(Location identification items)
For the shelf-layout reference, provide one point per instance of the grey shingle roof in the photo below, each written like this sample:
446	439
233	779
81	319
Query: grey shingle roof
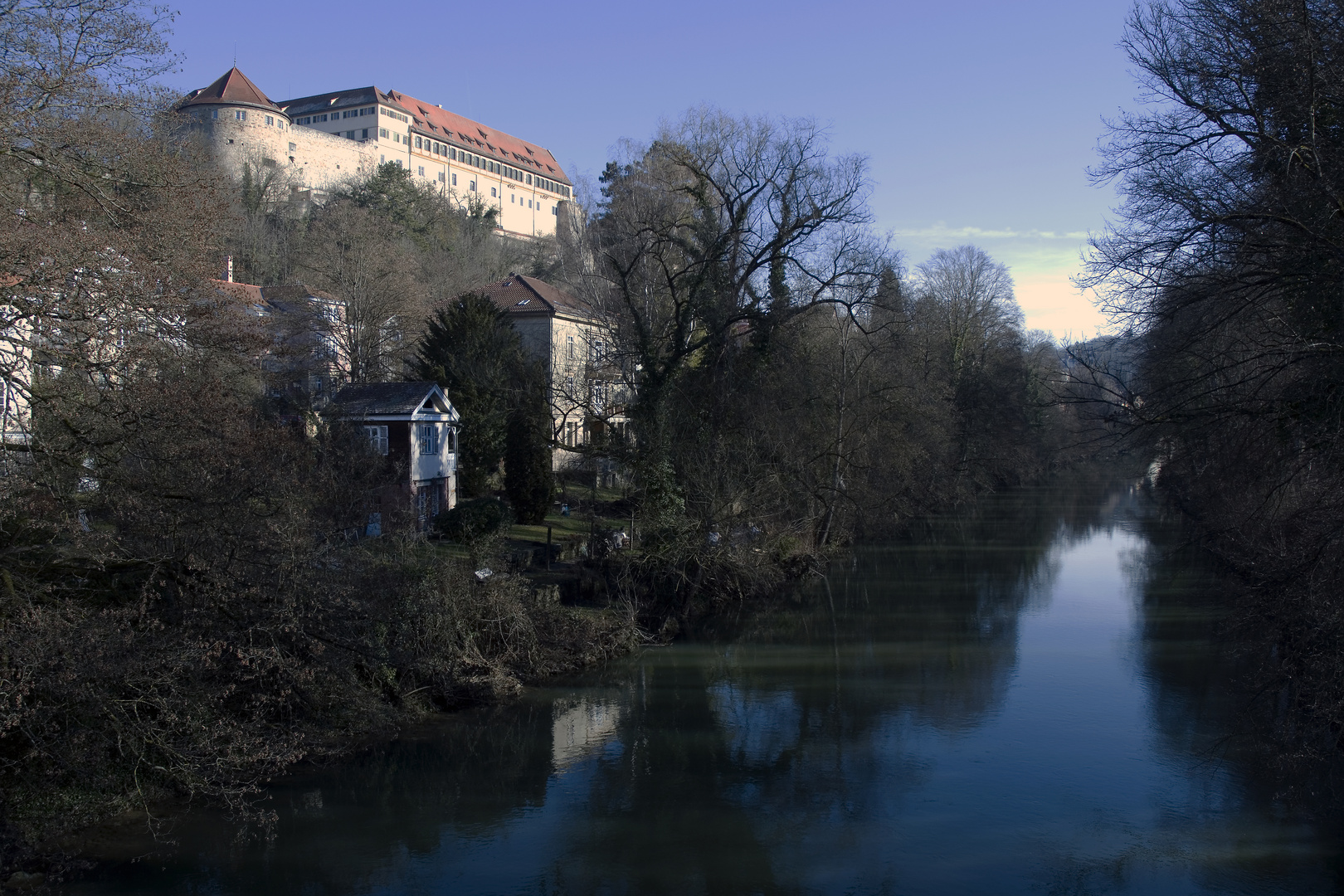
368	399
519	295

__What you will do__
Can you return every line of the listing above word for word, with the pictures left out?

__Answer to the exercise__
For the shelf-layout reference, provide one point per instance of the grey shingle roof in the photo below, each written like this sample:
446	439
233	779
81	319
Query: grey shingle roof
368	399
519	295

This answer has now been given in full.